___ TEXT PASSAGE

And the book is perfection. The clothes themselves are unbelievable – styled, accessorised and lit immaculately, in ghostly groups that are almost alive. Despite being on headless mannequins, you feel like you’re in the room with these bad boys and girls, adrift in the ’40s, ‘50s, ’60s, ’70s. These are clothes that had the power to make their mark – even occasionally to terrify – and even in less shockable times they possess a certain magic. You find yourself scanning the cut and the detailing, imagining a world inhabited by these bold characters. You’re looking backwards, inevitably, but the realness of the clothes makes it less like nostalgia and more like time travel, as you mentally slip into the outfits you’d steal for yourself.

______
___ EXCERPTED RECORDS

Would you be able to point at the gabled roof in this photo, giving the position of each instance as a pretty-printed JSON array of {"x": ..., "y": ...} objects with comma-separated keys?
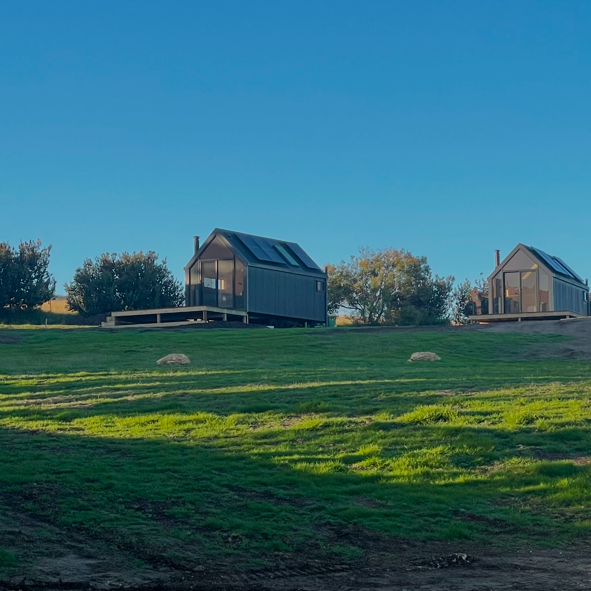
[
  {"x": 552, "y": 264},
  {"x": 265, "y": 252},
  {"x": 556, "y": 265}
]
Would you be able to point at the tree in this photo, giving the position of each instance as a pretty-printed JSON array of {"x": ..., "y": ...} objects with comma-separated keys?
[
  {"x": 25, "y": 281},
  {"x": 469, "y": 299},
  {"x": 123, "y": 282},
  {"x": 389, "y": 287}
]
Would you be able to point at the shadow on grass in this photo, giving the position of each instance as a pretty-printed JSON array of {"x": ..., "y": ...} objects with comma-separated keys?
[{"x": 220, "y": 498}]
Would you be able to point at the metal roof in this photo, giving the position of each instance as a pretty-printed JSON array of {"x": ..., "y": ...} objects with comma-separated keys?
[
  {"x": 269, "y": 251},
  {"x": 555, "y": 264}
]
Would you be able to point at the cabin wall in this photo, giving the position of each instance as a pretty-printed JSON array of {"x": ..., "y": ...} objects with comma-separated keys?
[
  {"x": 276, "y": 293},
  {"x": 570, "y": 297}
]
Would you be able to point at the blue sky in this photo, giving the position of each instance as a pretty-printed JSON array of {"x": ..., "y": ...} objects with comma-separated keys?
[{"x": 445, "y": 128}]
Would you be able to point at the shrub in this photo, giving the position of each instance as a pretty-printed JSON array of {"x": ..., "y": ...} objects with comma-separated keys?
[
  {"x": 123, "y": 282},
  {"x": 25, "y": 282}
]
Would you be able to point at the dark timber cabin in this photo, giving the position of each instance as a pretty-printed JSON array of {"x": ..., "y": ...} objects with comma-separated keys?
[
  {"x": 252, "y": 279},
  {"x": 530, "y": 284},
  {"x": 273, "y": 281}
]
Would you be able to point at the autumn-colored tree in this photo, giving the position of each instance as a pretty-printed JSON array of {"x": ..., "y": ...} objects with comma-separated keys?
[
  {"x": 389, "y": 287},
  {"x": 123, "y": 282}
]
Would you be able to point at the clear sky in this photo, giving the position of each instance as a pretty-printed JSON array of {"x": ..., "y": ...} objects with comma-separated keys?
[{"x": 445, "y": 128}]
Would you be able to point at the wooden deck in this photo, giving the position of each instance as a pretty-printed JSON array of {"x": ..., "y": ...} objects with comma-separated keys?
[
  {"x": 525, "y": 316},
  {"x": 169, "y": 317}
]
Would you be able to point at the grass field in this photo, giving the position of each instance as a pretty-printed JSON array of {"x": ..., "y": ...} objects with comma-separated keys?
[{"x": 279, "y": 446}]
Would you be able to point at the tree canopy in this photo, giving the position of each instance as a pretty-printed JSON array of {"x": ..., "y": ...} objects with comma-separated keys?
[
  {"x": 25, "y": 281},
  {"x": 389, "y": 287},
  {"x": 123, "y": 282}
]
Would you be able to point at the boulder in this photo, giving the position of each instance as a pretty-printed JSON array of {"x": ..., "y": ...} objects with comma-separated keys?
[
  {"x": 424, "y": 356},
  {"x": 174, "y": 359}
]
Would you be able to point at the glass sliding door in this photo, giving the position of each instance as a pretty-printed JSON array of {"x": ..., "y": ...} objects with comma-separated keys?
[
  {"x": 209, "y": 285},
  {"x": 512, "y": 293},
  {"x": 226, "y": 284},
  {"x": 544, "y": 291},
  {"x": 521, "y": 293},
  {"x": 529, "y": 282}
]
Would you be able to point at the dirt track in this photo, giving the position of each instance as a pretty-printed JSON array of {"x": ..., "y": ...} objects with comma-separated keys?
[{"x": 68, "y": 560}]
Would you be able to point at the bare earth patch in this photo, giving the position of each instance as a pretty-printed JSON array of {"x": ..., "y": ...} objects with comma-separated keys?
[
  {"x": 58, "y": 559},
  {"x": 578, "y": 331}
]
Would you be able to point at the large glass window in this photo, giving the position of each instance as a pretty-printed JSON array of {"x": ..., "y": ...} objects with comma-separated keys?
[
  {"x": 529, "y": 282},
  {"x": 209, "y": 275},
  {"x": 216, "y": 250},
  {"x": 497, "y": 287},
  {"x": 544, "y": 291},
  {"x": 225, "y": 284},
  {"x": 512, "y": 293},
  {"x": 239, "y": 285}
]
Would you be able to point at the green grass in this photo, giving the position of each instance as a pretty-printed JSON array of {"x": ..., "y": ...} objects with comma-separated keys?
[{"x": 279, "y": 444}]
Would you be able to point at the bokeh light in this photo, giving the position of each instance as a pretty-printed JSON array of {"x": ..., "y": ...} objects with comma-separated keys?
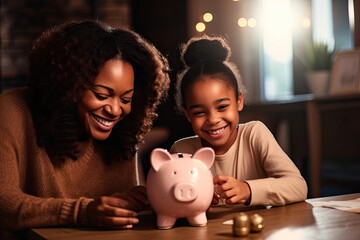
[
  {"x": 208, "y": 17},
  {"x": 242, "y": 22},
  {"x": 306, "y": 23},
  {"x": 252, "y": 22},
  {"x": 200, "y": 27}
]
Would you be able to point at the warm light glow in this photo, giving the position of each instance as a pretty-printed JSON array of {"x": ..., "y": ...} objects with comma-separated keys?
[
  {"x": 207, "y": 17},
  {"x": 200, "y": 27},
  {"x": 306, "y": 23},
  {"x": 242, "y": 22},
  {"x": 277, "y": 29},
  {"x": 252, "y": 22}
]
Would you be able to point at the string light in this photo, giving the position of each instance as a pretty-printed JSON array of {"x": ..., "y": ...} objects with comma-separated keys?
[{"x": 200, "y": 27}]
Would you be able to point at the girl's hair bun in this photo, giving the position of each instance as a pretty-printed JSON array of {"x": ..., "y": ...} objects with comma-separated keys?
[{"x": 205, "y": 48}]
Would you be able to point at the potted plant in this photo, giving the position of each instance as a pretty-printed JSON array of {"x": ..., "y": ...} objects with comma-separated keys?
[{"x": 317, "y": 59}]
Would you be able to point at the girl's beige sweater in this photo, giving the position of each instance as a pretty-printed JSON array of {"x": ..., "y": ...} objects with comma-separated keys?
[{"x": 256, "y": 157}]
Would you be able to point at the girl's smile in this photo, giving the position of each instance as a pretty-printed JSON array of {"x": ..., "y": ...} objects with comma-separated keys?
[{"x": 212, "y": 109}]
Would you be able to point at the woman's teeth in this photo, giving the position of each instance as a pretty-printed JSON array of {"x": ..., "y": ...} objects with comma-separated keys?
[{"x": 102, "y": 121}]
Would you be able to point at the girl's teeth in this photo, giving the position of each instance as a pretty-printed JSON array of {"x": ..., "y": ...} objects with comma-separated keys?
[
  {"x": 217, "y": 131},
  {"x": 102, "y": 121}
]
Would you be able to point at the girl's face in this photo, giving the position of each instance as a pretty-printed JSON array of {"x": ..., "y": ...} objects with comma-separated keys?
[
  {"x": 213, "y": 111},
  {"x": 108, "y": 100}
]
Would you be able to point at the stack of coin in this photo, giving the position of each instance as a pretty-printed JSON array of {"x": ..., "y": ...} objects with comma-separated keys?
[
  {"x": 241, "y": 225},
  {"x": 256, "y": 223}
]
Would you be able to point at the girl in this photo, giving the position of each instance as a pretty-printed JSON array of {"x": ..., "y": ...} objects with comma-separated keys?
[
  {"x": 249, "y": 166},
  {"x": 69, "y": 139}
]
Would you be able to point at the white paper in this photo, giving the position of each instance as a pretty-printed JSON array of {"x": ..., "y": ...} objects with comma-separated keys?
[{"x": 348, "y": 206}]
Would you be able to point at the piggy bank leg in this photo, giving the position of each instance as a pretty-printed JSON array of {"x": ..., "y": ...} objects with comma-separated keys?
[
  {"x": 198, "y": 220},
  {"x": 165, "y": 222}
]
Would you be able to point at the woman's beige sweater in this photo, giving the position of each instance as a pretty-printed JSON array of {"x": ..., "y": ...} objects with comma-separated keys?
[{"x": 35, "y": 191}]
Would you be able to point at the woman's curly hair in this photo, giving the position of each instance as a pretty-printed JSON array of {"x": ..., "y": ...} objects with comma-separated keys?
[{"x": 64, "y": 62}]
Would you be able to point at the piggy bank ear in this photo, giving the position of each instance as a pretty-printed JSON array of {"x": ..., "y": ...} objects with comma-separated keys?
[
  {"x": 206, "y": 155},
  {"x": 158, "y": 157}
]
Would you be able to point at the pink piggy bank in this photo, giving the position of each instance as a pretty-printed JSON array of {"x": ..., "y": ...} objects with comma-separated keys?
[{"x": 180, "y": 186}]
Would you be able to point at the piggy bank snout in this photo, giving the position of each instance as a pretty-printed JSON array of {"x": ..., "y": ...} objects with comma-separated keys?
[{"x": 185, "y": 192}]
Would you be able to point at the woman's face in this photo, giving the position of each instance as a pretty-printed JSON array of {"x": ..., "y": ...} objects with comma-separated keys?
[
  {"x": 108, "y": 100},
  {"x": 213, "y": 111}
]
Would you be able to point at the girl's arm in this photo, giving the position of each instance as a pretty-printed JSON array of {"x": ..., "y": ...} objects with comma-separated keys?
[{"x": 284, "y": 183}]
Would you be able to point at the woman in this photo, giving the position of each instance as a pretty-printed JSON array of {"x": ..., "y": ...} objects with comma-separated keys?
[{"x": 69, "y": 139}]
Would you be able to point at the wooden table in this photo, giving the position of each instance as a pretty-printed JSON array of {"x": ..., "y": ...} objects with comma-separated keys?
[{"x": 295, "y": 221}]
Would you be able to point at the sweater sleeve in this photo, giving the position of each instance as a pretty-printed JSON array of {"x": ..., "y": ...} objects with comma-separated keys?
[
  {"x": 19, "y": 210},
  {"x": 284, "y": 183}
]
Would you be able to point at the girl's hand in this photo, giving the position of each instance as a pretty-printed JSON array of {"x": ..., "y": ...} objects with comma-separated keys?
[
  {"x": 109, "y": 212},
  {"x": 135, "y": 200},
  {"x": 215, "y": 201},
  {"x": 233, "y": 190}
]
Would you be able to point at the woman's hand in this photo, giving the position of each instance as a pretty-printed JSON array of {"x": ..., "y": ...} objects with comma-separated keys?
[
  {"x": 232, "y": 190},
  {"x": 109, "y": 212}
]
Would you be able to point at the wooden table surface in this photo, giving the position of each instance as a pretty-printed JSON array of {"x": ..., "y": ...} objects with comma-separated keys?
[{"x": 295, "y": 221}]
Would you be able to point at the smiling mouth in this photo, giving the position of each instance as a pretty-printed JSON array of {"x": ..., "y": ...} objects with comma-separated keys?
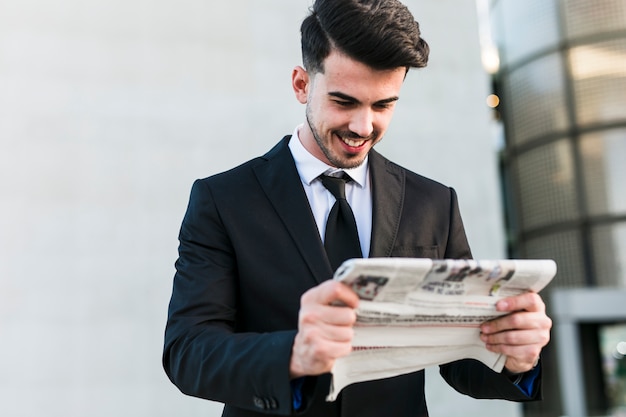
[{"x": 354, "y": 143}]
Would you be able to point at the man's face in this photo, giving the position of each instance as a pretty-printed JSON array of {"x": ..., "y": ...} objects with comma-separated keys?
[{"x": 348, "y": 109}]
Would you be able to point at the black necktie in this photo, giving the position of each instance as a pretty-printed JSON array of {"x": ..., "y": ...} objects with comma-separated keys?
[{"x": 341, "y": 238}]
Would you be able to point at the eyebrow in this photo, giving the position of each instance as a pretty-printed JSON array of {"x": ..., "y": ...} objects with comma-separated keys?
[{"x": 346, "y": 97}]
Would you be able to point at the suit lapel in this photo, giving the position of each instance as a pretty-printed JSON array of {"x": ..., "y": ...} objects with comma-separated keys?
[
  {"x": 281, "y": 183},
  {"x": 388, "y": 181}
]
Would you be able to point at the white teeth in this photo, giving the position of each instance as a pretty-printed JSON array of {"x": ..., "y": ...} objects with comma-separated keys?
[{"x": 353, "y": 143}]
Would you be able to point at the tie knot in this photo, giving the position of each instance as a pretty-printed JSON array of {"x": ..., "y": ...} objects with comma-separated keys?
[{"x": 336, "y": 185}]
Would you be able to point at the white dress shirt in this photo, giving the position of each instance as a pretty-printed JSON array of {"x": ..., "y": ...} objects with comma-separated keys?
[{"x": 358, "y": 191}]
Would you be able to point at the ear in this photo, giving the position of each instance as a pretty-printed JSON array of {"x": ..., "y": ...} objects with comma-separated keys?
[{"x": 300, "y": 84}]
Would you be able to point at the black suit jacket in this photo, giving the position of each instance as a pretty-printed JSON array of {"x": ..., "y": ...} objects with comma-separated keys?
[{"x": 249, "y": 248}]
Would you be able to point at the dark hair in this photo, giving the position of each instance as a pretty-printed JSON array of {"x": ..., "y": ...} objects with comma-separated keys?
[{"x": 379, "y": 33}]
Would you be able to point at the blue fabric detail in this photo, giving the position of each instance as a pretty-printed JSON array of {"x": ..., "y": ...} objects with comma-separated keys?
[
  {"x": 527, "y": 383},
  {"x": 296, "y": 392}
]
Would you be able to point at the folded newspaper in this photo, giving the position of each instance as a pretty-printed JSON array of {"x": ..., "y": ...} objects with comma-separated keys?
[{"x": 416, "y": 313}]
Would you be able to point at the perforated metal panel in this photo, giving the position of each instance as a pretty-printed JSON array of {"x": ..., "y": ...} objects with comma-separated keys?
[
  {"x": 599, "y": 79},
  {"x": 547, "y": 191},
  {"x": 566, "y": 250},
  {"x": 604, "y": 171},
  {"x": 585, "y": 17},
  {"x": 535, "y": 100}
]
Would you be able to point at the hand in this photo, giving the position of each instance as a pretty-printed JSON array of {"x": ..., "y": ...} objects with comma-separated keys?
[
  {"x": 324, "y": 328},
  {"x": 520, "y": 335}
]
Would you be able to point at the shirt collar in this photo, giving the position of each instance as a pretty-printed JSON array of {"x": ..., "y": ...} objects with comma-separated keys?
[{"x": 309, "y": 167}]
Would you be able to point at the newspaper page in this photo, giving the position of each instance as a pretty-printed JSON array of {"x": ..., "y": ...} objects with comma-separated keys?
[{"x": 416, "y": 313}]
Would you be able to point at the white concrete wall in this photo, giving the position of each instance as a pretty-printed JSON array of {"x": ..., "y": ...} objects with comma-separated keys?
[{"x": 109, "y": 110}]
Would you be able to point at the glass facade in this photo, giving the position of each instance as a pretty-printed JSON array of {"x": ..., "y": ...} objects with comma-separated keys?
[{"x": 562, "y": 89}]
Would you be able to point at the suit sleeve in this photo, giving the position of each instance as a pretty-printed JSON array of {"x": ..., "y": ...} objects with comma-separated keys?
[
  {"x": 203, "y": 355},
  {"x": 457, "y": 246}
]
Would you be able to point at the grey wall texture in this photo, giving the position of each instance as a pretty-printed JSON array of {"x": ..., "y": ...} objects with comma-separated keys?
[{"x": 109, "y": 110}]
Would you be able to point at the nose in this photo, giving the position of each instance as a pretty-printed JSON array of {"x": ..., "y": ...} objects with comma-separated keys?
[{"x": 362, "y": 122}]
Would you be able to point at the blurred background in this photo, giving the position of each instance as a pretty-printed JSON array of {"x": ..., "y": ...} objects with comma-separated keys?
[{"x": 109, "y": 110}]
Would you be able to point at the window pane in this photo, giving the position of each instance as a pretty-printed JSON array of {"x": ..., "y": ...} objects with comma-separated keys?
[
  {"x": 599, "y": 77},
  {"x": 604, "y": 171},
  {"x": 609, "y": 247},
  {"x": 524, "y": 27}
]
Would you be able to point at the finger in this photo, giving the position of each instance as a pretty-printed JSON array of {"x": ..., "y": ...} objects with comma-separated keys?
[
  {"x": 520, "y": 320},
  {"x": 517, "y": 338},
  {"x": 529, "y": 301},
  {"x": 525, "y": 354},
  {"x": 319, "y": 315},
  {"x": 331, "y": 292}
]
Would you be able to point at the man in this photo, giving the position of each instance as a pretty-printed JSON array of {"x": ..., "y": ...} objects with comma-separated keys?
[{"x": 254, "y": 321}]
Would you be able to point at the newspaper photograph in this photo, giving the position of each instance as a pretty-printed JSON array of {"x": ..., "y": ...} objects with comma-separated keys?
[{"x": 416, "y": 312}]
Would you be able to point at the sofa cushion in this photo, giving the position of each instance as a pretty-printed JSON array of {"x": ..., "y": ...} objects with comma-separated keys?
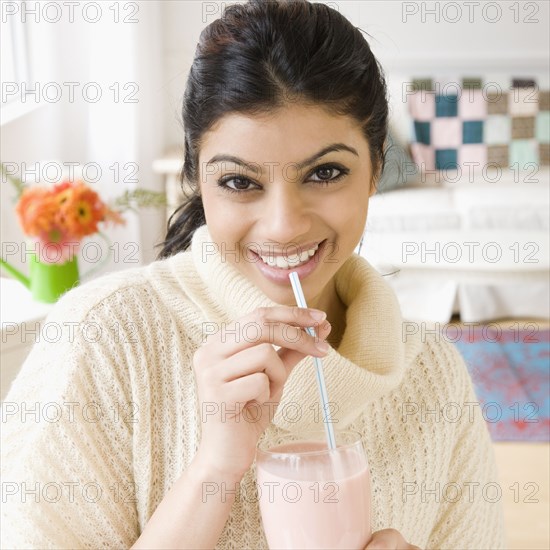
[
  {"x": 413, "y": 209},
  {"x": 524, "y": 206}
]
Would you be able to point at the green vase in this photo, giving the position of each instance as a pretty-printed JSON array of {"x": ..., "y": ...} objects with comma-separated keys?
[{"x": 48, "y": 282}]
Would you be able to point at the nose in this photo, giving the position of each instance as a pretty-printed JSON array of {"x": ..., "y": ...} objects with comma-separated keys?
[{"x": 286, "y": 216}]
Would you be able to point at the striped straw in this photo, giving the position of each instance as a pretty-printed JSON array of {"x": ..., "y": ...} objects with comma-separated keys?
[{"x": 301, "y": 301}]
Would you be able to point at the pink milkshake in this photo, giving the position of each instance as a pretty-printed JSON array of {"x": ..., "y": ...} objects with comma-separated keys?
[{"x": 313, "y": 498}]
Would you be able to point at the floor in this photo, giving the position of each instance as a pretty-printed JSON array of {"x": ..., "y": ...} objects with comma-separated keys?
[
  {"x": 524, "y": 479},
  {"x": 524, "y": 470}
]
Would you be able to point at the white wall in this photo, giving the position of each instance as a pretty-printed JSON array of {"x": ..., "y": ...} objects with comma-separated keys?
[
  {"x": 106, "y": 132},
  {"x": 476, "y": 38}
]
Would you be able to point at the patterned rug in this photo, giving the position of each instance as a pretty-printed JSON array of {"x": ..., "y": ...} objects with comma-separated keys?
[{"x": 511, "y": 374}]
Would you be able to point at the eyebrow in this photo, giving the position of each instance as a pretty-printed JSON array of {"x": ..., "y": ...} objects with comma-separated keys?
[{"x": 307, "y": 162}]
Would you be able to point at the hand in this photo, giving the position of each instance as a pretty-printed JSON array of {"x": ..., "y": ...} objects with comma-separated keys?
[
  {"x": 240, "y": 378},
  {"x": 389, "y": 539}
]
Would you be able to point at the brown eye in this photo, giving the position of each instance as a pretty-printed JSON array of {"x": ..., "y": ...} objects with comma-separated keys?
[
  {"x": 328, "y": 173},
  {"x": 324, "y": 173}
]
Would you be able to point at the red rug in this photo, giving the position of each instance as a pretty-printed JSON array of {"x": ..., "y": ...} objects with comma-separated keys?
[{"x": 510, "y": 370}]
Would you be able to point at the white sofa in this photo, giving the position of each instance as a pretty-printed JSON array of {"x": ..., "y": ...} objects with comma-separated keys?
[{"x": 476, "y": 246}]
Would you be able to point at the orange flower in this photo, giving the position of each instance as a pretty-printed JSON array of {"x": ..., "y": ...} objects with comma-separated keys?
[
  {"x": 36, "y": 210},
  {"x": 64, "y": 214},
  {"x": 80, "y": 210}
]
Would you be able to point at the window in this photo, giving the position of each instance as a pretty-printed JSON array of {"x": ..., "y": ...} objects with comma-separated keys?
[{"x": 15, "y": 67}]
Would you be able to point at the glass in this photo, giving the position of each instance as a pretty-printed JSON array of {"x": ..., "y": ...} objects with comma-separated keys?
[{"x": 312, "y": 497}]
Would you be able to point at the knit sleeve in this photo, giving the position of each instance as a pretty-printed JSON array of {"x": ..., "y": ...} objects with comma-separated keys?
[
  {"x": 470, "y": 511},
  {"x": 68, "y": 420}
]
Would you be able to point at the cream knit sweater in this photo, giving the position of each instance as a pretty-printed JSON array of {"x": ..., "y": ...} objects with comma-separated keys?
[{"x": 103, "y": 417}]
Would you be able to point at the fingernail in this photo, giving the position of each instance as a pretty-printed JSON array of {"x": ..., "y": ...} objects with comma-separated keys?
[
  {"x": 322, "y": 346},
  {"x": 317, "y": 314}
]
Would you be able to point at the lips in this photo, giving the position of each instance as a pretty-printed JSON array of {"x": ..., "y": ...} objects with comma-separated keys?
[
  {"x": 280, "y": 274},
  {"x": 291, "y": 260}
]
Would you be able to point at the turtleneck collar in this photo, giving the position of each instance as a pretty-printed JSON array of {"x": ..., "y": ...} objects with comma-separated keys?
[{"x": 372, "y": 356}]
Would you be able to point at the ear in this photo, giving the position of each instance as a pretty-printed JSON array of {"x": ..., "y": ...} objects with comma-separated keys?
[{"x": 373, "y": 188}]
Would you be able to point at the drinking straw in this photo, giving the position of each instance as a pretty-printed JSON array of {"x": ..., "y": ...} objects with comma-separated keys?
[{"x": 301, "y": 301}]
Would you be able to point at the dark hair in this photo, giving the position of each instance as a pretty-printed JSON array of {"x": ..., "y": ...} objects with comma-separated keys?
[{"x": 258, "y": 57}]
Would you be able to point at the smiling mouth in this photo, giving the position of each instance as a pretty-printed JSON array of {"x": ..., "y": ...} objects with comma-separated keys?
[{"x": 292, "y": 260}]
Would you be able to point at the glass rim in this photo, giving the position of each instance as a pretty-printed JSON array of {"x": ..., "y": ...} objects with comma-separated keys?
[{"x": 300, "y": 437}]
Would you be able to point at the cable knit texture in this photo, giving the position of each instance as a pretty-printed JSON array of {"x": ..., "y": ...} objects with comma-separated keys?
[{"x": 103, "y": 418}]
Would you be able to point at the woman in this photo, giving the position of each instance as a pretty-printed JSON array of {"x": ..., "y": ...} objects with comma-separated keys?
[{"x": 285, "y": 118}]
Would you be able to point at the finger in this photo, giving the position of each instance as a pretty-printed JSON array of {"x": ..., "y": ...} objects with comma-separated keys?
[
  {"x": 262, "y": 358},
  {"x": 254, "y": 387},
  {"x": 279, "y": 325},
  {"x": 291, "y": 357},
  {"x": 387, "y": 539}
]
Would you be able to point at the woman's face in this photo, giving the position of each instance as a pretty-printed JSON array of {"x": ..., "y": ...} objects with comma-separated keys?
[{"x": 275, "y": 186}]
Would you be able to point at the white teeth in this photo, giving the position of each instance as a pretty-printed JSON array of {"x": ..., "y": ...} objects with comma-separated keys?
[{"x": 294, "y": 260}]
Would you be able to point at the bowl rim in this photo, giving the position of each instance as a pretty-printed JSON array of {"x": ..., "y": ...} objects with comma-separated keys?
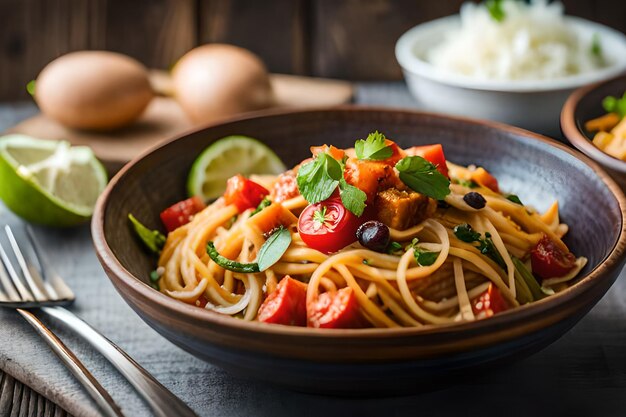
[
  {"x": 417, "y": 66},
  {"x": 119, "y": 275},
  {"x": 573, "y": 130}
]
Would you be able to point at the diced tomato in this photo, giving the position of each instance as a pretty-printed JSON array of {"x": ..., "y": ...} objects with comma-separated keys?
[
  {"x": 484, "y": 178},
  {"x": 327, "y": 226},
  {"x": 433, "y": 154},
  {"x": 335, "y": 310},
  {"x": 550, "y": 261},
  {"x": 371, "y": 176},
  {"x": 286, "y": 305},
  {"x": 336, "y": 153},
  {"x": 489, "y": 303},
  {"x": 244, "y": 193},
  {"x": 285, "y": 187},
  {"x": 181, "y": 213}
]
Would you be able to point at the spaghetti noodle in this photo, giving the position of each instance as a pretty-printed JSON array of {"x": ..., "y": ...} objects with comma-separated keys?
[{"x": 460, "y": 261}]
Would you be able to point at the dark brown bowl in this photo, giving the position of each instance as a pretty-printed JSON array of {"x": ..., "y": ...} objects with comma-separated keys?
[
  {"x": 360, "y": 361},
  {"x": 583, "y": 105}
]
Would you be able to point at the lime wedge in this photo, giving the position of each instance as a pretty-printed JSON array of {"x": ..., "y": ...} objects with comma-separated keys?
[
  {"x": 226, "y": 157},
  {"x": 49, "y": 182}
]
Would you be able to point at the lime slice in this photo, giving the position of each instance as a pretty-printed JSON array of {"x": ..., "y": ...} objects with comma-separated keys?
[
  {"x": 49, "y": 182},
  {"x": 226, "y": 157}
]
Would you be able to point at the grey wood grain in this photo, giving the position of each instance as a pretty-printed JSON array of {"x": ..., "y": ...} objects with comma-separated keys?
[{"x": 582, "y": 374}]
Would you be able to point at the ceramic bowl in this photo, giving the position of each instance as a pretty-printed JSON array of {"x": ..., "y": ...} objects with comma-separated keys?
[
  {"x": 364, "y": 361},
  {"x": 586, "y": 104},
  {"x": 533, "y": 105}
]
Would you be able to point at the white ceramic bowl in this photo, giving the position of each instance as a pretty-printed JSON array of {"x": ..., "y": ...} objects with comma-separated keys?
[{"x": 531, "y": 104}]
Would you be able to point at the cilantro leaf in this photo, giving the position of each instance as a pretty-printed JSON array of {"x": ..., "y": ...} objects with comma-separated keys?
[
  {"x": 495, "y": 10},
  {"x": 374, "y": 148},
  {"x": 352, "y": 198},
  {"x": 615, "y": 105},
  {"x": 318, "y": 179},
  {"x": 423, "y": 177}
]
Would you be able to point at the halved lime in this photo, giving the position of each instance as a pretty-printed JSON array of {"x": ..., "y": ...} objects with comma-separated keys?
[
  {"x": 49, "y": 182},
  {"x": 226, "y": 157}
]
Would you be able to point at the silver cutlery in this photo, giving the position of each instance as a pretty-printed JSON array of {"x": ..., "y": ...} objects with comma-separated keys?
[{"x": 37, "y": 285}]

______

→ **EXERCISE A**
List every decade named in the passage about the book of clothing.
→ **EXERCISE B**
According to the passage about the book of clothing, on what are the clothes displayed?
→ **EXERCISE C**
Resume the passage about the book of clothing after its last sentence.
The entries have no connection to the passage about the book of clothing.

→ **TASK OUTPUT A**
The '40s, '50s, '60s and '70s.

→ **TASK OUTPUT B**
They are displayed on headless mannequins.

→ **TASK OUTPUT C**
Throughout the whole book, Burton’s mod aesthetic is to the fore, making sure it’s right in every detail. The amazing clobber is surrounded by brilliant text and contemporary street and movie photos from all the right sources, brimming with those cultural nuggets that bring the story to life – the news stories that created an antihero, the films that brought a particular style into view, the tailor who brought back a new cut from Italy. Every effort has been taken to make sure you’re getting the best references and the full story, and it’s full of little extras that get you closer to the characters who wore it all, like a pair of mod cufflinks with a secret compartment for stashing your Dexys. Frank Broughton
There’s a lot going on in Harold Heath’s brilliantly readable DJ memoir. In the first place it’s an endearing story of a DJ’s struggle towards success – the slow career climb of a professional in dance music. There are details any working DJ will recognise – like a drunk promoter kicking him off the decks so he can have a go himself, or a wildly mis-booked gig that has Harold desperately searching through his box for something that won’t utterly bomb. It’s full of smart descriptions of the craft and the sheer pleasure to be had making people dance.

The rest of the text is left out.